TO BE DONE: The line containing "Mark every instance of the white window" marks the start; return it and every line after it in the listing below, exactly, through the last.

────────────────

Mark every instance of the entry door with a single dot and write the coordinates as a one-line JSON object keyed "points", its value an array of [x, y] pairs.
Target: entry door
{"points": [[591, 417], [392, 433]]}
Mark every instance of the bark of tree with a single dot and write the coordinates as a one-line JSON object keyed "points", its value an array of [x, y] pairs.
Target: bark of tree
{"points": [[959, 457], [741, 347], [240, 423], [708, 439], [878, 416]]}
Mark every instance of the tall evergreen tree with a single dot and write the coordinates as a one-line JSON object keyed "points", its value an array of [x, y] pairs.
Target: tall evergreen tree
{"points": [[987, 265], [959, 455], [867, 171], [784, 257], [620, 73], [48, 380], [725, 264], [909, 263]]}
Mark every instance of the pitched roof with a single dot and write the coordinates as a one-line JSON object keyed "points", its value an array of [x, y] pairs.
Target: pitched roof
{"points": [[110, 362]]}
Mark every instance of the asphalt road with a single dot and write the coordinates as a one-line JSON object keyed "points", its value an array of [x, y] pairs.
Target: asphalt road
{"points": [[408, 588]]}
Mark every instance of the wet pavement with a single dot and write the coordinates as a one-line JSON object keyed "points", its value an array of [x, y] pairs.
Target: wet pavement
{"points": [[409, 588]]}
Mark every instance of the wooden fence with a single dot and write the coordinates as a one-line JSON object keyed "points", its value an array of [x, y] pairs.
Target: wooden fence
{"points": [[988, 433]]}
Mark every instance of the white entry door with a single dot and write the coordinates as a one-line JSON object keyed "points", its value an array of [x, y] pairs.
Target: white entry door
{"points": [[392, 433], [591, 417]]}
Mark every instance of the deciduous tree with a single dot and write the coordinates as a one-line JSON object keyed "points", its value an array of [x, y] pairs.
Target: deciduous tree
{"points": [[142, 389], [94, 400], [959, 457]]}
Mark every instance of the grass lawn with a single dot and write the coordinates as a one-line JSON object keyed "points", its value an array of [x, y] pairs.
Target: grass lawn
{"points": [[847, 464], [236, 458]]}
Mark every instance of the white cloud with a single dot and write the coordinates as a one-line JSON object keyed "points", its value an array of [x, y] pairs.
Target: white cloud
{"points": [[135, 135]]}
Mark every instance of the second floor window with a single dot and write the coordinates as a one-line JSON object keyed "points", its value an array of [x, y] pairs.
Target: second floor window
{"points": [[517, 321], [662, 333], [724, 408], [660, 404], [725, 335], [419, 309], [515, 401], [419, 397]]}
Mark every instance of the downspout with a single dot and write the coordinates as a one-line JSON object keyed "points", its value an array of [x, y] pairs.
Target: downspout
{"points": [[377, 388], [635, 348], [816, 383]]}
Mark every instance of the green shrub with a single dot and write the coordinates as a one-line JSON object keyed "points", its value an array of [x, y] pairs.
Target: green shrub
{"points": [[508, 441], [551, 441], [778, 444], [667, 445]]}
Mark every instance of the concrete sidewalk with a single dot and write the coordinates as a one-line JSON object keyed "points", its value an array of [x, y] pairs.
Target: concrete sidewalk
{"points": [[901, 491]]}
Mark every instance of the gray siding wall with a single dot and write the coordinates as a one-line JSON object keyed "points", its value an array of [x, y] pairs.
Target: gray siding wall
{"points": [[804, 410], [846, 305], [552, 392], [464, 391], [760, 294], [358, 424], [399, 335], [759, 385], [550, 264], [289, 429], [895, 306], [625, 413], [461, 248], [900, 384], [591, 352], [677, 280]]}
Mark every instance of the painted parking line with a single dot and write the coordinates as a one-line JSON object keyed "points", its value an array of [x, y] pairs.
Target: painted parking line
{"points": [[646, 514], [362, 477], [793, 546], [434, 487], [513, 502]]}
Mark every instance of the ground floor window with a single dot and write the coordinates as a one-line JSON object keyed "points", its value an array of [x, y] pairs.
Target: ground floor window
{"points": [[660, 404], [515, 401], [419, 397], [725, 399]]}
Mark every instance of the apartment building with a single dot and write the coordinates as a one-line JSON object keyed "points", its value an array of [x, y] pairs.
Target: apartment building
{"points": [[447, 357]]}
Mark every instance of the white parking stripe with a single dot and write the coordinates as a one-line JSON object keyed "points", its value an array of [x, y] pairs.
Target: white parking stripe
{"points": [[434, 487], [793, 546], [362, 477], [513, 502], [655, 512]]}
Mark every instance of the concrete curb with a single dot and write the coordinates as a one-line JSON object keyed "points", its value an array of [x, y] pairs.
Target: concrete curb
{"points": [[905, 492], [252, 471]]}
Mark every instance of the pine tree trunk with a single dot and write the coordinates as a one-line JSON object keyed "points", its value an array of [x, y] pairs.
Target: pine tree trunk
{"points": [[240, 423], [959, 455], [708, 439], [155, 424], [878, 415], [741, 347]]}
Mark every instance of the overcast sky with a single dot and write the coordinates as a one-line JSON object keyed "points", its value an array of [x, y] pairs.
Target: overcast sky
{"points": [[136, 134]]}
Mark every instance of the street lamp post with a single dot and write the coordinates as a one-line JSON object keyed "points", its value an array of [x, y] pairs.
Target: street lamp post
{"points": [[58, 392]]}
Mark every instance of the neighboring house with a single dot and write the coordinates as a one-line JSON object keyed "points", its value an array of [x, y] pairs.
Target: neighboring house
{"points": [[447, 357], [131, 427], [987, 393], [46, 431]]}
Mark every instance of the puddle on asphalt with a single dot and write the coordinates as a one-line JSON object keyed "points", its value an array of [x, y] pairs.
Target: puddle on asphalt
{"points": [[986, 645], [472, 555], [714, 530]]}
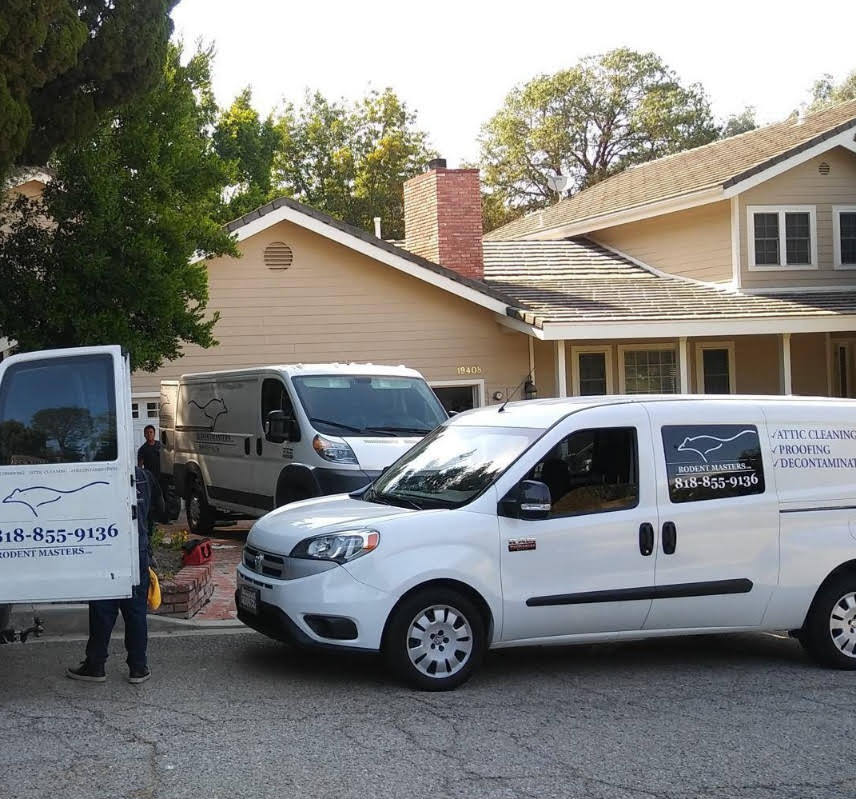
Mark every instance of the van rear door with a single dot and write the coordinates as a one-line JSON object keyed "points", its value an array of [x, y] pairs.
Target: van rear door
{"points": [[66, 476]]}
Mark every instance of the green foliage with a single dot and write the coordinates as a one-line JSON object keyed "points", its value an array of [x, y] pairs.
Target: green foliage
{"points": [[128, 209], [349, 160], [825, 91], [605, 114], [739, 123], [248, 145], [65, 63]]}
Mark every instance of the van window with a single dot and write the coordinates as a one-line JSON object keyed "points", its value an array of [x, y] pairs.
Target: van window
{"points": [[58, 411], [712, 461], [275, 398], [592, 471], [380, 405]]}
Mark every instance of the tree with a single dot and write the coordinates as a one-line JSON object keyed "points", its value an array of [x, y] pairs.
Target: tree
{"points": [[248, 145], [126, 212], [824, 92], [65, 63], [351, 161], [739, 123], [588, 122]]}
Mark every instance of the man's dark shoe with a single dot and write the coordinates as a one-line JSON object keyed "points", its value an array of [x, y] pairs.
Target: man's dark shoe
{"points": [[138, 675], [87, 671]]}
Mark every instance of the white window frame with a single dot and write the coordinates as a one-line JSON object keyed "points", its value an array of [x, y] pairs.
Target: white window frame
{"points": [[837, 210], [622, 348], [781, 210], [701, 346], [575, 365], [478, 383]]}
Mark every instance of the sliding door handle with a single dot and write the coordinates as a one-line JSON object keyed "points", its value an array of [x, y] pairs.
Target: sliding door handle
{"points": [[646, 538], [670, 538]]}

────────────────

SOLUTION FOR THIS TASK:
Mark every instance of the white window frame with a single dot and write the coordinates as a one-line JSON object keyed "points", its value an array of [x, y] pairs.
Target: white window frame
{"points": [[837, 210], [622, 348], [781, 210], [701, 346], [575, 365], [478, 383]]}
Mark every instance of the sliding door handle with a single dot and write the coordinates as a one-line JSON object keyed "points", its value an array of [x, y] pairs.
Target: sliding door handle
{"points": [[646, 538], [670, 538]]}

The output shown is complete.